PROVIDED RECORDS.
▬▬▬▬▬▬

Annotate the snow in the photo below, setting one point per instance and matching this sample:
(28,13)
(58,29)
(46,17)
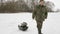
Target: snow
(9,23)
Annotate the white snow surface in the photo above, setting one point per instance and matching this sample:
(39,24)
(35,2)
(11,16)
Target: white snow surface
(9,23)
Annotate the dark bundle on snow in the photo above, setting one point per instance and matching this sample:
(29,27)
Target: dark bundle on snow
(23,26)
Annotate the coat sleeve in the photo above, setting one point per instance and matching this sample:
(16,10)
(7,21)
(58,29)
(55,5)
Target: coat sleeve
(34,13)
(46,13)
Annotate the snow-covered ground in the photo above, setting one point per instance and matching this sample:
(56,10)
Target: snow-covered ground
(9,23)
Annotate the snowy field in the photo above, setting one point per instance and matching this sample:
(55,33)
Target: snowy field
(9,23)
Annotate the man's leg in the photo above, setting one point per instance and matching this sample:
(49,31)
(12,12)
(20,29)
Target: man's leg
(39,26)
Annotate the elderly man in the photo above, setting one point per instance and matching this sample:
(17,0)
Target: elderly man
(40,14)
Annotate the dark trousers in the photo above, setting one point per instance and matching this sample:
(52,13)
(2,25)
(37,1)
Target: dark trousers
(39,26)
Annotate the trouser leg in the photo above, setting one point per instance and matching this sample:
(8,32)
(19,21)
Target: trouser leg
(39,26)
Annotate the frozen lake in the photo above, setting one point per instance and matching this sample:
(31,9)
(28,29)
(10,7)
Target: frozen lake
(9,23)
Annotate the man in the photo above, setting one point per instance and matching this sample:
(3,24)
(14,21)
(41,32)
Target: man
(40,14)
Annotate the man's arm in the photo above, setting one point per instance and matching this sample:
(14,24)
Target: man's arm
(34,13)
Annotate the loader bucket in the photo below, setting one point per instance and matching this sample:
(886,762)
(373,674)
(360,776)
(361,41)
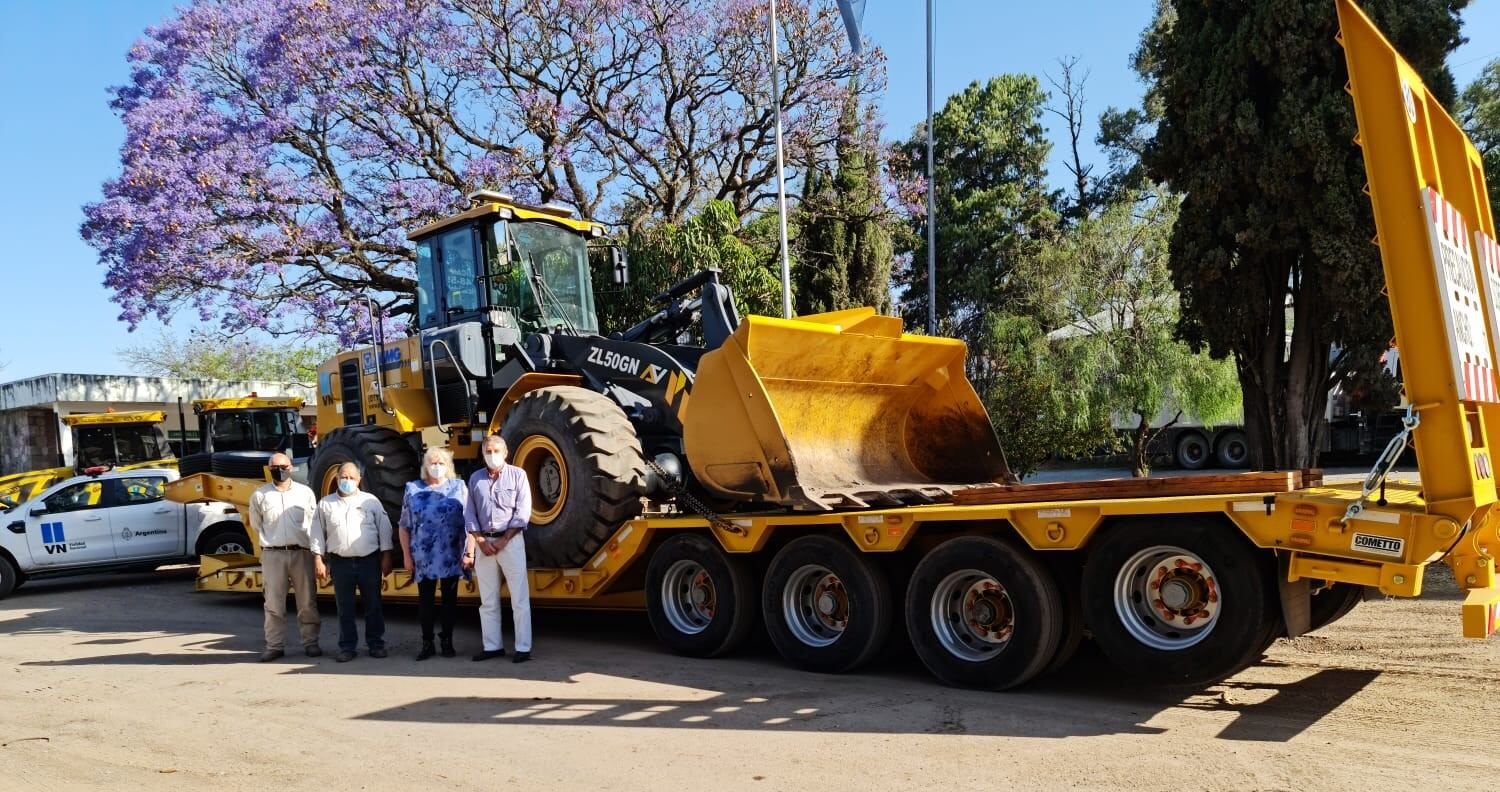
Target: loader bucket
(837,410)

▬▬▬▬▬▬

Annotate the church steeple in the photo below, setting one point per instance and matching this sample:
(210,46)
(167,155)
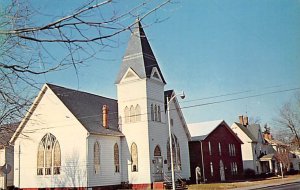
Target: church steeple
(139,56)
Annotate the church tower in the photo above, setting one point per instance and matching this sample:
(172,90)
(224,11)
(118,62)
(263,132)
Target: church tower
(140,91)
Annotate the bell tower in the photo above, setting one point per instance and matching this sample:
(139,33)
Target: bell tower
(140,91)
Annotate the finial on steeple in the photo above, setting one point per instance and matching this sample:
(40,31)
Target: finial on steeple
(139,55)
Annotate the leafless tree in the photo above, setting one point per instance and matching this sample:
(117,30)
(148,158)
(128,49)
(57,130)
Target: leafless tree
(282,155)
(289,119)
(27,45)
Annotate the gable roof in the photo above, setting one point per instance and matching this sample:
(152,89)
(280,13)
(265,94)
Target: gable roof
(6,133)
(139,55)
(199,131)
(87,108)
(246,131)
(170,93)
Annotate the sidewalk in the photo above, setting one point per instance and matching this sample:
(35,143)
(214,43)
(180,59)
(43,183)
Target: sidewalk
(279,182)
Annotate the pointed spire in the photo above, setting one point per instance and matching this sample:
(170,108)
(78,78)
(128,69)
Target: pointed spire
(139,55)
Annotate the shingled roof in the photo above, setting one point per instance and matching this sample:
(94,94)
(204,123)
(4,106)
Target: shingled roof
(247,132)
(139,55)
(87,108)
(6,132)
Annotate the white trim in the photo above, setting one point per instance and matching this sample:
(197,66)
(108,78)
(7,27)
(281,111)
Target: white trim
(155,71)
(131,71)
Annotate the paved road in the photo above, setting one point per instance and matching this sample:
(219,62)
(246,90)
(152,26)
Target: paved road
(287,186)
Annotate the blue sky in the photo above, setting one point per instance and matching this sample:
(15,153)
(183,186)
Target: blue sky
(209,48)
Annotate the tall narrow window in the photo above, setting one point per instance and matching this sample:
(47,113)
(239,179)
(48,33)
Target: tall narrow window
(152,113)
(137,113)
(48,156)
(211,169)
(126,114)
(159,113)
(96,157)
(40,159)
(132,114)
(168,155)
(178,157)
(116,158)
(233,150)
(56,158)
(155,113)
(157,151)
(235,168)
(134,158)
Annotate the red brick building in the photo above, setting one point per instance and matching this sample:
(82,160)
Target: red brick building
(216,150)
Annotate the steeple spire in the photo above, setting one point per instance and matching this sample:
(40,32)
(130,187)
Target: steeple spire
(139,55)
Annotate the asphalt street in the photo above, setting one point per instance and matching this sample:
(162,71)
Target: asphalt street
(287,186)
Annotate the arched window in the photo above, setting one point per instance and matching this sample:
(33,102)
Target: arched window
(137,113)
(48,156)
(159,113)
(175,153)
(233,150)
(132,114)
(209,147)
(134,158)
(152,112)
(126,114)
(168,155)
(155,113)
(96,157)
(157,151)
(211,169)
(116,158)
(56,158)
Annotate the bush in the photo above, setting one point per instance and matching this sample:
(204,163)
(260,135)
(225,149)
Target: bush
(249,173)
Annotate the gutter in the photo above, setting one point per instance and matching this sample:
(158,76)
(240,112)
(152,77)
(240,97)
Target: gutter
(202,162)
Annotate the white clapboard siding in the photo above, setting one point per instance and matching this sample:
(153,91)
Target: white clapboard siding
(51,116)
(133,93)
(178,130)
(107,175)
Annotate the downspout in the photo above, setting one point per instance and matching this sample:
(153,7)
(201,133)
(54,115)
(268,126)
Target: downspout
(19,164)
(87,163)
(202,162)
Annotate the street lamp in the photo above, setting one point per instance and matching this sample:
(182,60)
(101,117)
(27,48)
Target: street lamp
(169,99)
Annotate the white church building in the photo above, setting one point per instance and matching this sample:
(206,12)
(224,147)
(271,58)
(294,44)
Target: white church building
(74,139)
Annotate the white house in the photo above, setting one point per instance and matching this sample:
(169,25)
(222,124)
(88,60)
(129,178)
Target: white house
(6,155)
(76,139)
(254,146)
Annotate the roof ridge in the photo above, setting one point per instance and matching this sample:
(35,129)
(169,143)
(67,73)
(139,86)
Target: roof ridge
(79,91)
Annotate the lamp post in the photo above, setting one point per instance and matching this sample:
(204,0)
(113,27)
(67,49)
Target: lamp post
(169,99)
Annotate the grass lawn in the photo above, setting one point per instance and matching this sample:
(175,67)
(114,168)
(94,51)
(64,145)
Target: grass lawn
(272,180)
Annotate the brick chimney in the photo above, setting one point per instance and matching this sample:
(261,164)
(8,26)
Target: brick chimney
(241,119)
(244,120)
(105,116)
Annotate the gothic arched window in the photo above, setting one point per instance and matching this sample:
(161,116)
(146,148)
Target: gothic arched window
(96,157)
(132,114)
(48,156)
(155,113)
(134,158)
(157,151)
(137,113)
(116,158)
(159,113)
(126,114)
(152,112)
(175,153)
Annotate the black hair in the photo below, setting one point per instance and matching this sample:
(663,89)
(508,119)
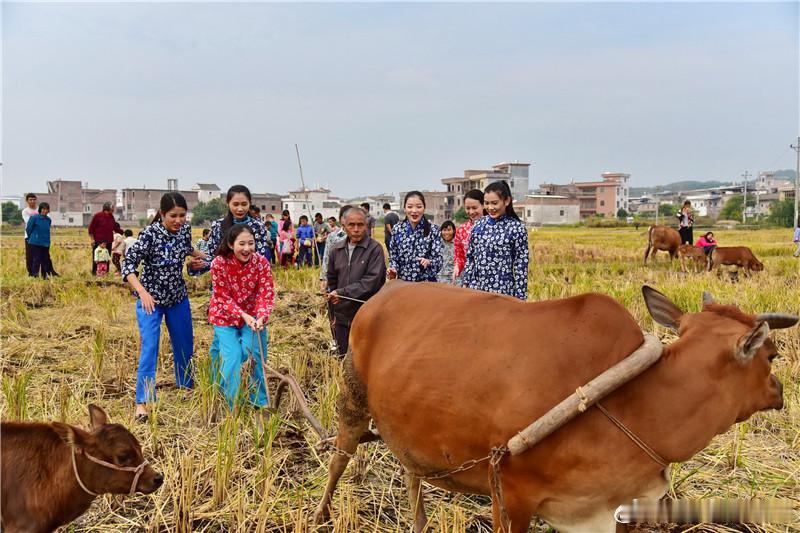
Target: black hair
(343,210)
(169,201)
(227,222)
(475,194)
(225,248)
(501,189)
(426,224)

▬▬▬▬▬▬

OBJECTIVE.
Gather every line in the material above that contains the word "gothic". Case counts, so a match must have the same capital and lowercase letters.

WRITTEN REPLY.
Annotate the gothic arched window in the photo above, setting one point per instance and matching this sample:
Target: gothic arched window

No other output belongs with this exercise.